▶ **WHAT THE TASK ASKS**
What is needed here is an exact copy of all the entries below.

-- -- --

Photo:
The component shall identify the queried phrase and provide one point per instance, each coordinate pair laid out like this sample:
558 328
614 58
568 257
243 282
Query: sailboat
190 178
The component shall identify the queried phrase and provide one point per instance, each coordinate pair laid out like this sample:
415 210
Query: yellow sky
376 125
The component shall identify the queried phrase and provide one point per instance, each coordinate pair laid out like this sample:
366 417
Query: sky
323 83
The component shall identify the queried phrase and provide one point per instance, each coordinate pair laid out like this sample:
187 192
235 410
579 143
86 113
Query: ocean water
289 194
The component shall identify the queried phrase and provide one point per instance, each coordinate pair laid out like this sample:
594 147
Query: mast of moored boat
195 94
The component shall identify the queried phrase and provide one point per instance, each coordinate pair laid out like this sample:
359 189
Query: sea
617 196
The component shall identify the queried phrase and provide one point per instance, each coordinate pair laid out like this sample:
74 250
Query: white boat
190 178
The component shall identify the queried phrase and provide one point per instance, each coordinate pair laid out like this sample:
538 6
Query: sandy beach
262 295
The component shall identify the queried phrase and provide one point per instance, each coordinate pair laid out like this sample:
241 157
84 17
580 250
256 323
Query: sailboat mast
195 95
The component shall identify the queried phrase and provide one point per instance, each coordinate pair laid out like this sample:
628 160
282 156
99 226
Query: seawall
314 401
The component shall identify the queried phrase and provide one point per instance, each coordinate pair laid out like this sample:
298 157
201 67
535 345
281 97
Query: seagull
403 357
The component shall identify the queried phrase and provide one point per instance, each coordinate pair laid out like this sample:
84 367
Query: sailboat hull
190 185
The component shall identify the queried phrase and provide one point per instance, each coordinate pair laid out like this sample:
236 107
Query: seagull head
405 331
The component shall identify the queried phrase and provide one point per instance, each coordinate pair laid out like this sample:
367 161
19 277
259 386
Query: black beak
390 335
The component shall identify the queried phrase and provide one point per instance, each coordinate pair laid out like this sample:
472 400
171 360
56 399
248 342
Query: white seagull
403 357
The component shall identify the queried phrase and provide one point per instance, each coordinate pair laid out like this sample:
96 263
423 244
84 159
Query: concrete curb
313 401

-- -- --

▶ **RESPONSE TO THE EXERCISE**
Photo:
The component shall identify the queried phrase and provide one point per instance, each coordinate pair laid out like this sample:
558 328
614 58
568 257
243 282
Query: sailboat
190 178
The component shall identify the queried phrase and provide one point per instance, each coordinate pair laid out like this sample:
415 210
Query: yellow sky
376 125
The component shall identify the queried phrase and provide one point per instance, each coordinate pair laid out like this sample:
366 417
Query: sky
323 83
The component shall identify the queried phrase and provide one point per instance, each coordinate pair laid out like this sample:
187 192
235 410
579 143
86 113
Query: ocean water
289 194
The component shall identify the queried phrase and provide one point per instance, each coordinate pair laid out like this sample:
594 147
Query: mast of moored boat
195 94
The component shall identify the queried phrase and provide one point per instance, each coordinate pair laid out like this sample:
359 189
Query: sea
617 196
The component shall identify the queried phrase and provide one point per instance, each coordinate pair laid out like this sample:
74 250
Query: white boat
190 178
The component shall identify the queried phrase and provide one point per instance, each coordinate pair laid out like this sample:
538 6
Query: sandy beach
262 295
The component shall identify the queried phrase and provide one point per instance, each coordinate pair laid out like this sample:
241 157
84 17
580 250
256 323
Query: sailboat mast
195 95
The component shall identify the queried phrase and provide one point per instance, each coordinate pair laid out like this sample:
628 160
282 156
99 226
Query: seawall
314 401
The component shall identify the queried phrase and provide one point per instance, each coordinate pair laid out like this sample:
298 157
201 67
535 345
281 97
Query: seagull
403 357
The component shall identify the queried phrase and provide one point per instance, each coordinate pair laid out like this sample:
84 367
Query: sailboat hull
190 185
The component shall identify the queried phrase and provide one point per instance, each coordinate pair laid out like this sample:
236 107
Query: seagull head
405 331
The component shall identify the queried phrase and provide one point per instance, each coordinate pair laid out like this sample:
367 161
19 277
259 386
Query: black beak
390 335
The component shall identify the queried phrase and provide one point per instance, each coordinate pair laid out like this sample:
472 400
171 360
56 399
248 342
Query: white seagull
403 357
The component shall identify the queried phrase and provide one point per instance, each coordinate pair laid out like this sample:
96 263
423 244
84 159
Query: concrete curb
313 401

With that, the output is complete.